- [Source passage]
# Hot



## lovely_chooks (Mar 19, 2021)

It’s really hot these days and my chickens Face and comb is pale is that something to worry about? I also think sometimes they have trouble breathing like they sneeze and open their mouth to inhale.


----------



## robin416 (Sep 8, 2013)

Pale combs are something. What is the question. 

Provide them with a pan with either a bit of water in it or wet sand. It will help cool them.


----------



## lovely_chooks (Mar 19, 2021)

robin416 said:


> Pale combs are something. What is the question.
> 
> Provide them with a pan with either a bit of water in it or wet sand. It will help cool them.


Also I’m worried my chickens ate a mouse yesterday and idk why they r like sometimes choking and sneezing a lot more often and I think chestnut has trouble swallowing things


----------



## robin416 (Sep 8, 2013)

We have several issues. You've said so many times they have a problem when they really didn't. Without seeing a video of their behavior there is just no way to say what is or isn't going on. 

Look in their mouths. See if you see anything that shouldn't be there. Sometimes they will eat a blade of grass and it will get hung up for a while.

Have they been laying?


----------



## lovely_chooks (Mar 19, 2021)

robin416 said:


> We have several issues. You've said so many times they have a problem when they really didn't. Without seeing a video of their behavior there is just no way to say what is or isn't going on.

[Saved entries]

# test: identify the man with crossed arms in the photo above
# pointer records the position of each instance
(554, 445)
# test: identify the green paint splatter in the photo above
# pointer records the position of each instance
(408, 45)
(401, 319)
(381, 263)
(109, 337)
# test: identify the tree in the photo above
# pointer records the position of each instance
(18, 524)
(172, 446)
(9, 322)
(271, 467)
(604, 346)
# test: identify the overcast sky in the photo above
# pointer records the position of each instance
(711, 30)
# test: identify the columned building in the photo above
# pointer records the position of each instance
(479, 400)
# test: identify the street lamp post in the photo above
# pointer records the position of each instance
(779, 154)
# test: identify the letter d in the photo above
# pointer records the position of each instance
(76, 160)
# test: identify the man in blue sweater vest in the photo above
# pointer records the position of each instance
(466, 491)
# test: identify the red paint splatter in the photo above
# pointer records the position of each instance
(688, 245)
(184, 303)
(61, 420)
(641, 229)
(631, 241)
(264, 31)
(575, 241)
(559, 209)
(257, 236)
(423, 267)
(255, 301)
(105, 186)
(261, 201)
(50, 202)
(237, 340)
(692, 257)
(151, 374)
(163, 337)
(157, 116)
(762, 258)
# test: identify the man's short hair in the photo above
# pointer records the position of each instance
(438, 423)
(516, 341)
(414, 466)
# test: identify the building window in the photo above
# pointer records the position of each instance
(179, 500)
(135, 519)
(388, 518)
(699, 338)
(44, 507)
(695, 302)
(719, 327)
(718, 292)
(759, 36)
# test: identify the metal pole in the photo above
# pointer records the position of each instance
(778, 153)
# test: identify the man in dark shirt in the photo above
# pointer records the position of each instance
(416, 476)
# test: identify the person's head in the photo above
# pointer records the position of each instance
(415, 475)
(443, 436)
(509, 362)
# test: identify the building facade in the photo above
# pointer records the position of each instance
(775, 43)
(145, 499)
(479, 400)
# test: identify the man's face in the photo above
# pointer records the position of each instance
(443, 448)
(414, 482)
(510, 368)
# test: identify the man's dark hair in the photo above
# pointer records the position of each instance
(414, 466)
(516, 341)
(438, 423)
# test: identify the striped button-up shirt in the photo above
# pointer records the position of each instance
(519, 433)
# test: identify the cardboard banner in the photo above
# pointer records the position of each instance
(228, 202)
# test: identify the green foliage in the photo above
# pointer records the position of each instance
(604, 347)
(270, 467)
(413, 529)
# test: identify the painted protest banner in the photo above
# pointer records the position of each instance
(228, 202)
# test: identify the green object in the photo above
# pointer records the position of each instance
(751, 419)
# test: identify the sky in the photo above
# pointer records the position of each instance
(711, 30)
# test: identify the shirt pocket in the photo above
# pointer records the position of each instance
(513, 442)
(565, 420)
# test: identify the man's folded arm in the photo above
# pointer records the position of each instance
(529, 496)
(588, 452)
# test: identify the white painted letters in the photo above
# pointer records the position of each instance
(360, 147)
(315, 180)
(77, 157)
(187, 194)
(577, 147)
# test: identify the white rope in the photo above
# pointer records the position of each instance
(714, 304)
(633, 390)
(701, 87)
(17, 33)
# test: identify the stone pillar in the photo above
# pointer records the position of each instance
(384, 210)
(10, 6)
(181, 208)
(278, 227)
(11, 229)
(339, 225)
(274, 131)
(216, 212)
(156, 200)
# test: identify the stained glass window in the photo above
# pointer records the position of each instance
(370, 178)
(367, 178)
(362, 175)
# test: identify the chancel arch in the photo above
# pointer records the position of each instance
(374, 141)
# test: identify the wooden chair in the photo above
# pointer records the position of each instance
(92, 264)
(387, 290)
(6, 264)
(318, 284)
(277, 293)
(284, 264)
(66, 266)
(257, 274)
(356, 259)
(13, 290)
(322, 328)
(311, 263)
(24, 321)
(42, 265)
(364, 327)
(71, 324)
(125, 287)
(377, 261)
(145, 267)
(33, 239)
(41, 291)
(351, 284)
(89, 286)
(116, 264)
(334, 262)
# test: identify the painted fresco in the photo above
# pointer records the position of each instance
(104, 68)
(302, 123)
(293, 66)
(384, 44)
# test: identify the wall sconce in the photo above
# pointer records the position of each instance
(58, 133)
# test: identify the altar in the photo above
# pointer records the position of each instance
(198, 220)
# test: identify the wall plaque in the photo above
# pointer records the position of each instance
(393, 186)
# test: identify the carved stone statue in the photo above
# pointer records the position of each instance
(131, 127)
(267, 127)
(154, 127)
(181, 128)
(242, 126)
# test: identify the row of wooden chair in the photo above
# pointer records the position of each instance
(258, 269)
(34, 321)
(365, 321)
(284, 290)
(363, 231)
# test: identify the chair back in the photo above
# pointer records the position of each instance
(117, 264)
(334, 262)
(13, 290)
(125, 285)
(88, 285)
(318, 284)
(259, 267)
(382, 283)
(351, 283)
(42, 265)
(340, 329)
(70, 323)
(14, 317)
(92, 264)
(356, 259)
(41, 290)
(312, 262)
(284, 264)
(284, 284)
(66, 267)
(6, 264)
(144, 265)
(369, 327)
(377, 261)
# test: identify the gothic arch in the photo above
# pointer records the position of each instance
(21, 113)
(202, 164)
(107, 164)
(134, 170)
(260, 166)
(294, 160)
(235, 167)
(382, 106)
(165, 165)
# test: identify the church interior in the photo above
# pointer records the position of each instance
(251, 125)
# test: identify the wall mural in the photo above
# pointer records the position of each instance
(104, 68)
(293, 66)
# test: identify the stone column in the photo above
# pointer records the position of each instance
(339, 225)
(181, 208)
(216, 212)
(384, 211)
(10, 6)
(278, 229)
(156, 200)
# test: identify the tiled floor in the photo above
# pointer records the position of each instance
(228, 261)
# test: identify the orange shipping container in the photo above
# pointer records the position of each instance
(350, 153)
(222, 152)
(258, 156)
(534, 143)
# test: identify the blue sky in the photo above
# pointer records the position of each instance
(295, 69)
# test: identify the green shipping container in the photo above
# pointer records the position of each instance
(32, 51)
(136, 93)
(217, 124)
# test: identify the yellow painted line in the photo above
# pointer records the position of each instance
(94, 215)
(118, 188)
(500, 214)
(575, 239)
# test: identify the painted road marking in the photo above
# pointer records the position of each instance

- [What this exercise asks]
A. In the chicken forum thread, what does robin416 suggest giving the chickens to help cool them?
B. Shorten the paragraph in the chicken forum thread that begins "Look in their mouths," keeping its main facts.
C. Carry on the chicken forum thread from its last line.

- [Responses]
A. A pan with a bit of water in it or wet sand.

B. Check their mouths for anything that shouldn't be there, since a blade of grass can sometimes get stuck for a while.

C.
> 
> Look in their mouths. See if you see anything that shouldn't be there. Sometimes they will eat a blade of grass and it will get hung up for a while.
> 
> Have they been laying?


There’s nothing in their mouth and they have been laying. But also they are opening their mouth and tilting their head up like they can’t breathe


----------



## robin416 (Sep 8, 2013)

They could be too hot. Did you provide them with a cool off spot?


----------



## lovely_chooks (Mar 19, 2021)

robin416 said:


> They could be too hot. Did you provide them with a cool off spot?


They did that in the winter too and yes I did


----------



## robin416 (Sep 8, 2013)

I just don't think it's anything if they've been doing it since Winter, still eat and drink normally. You can't diagnose what you can't see and your description is just too vague to make any suggestions. You've seen trouble multiple times without there being any trouble. We need to see what it is you're seeing.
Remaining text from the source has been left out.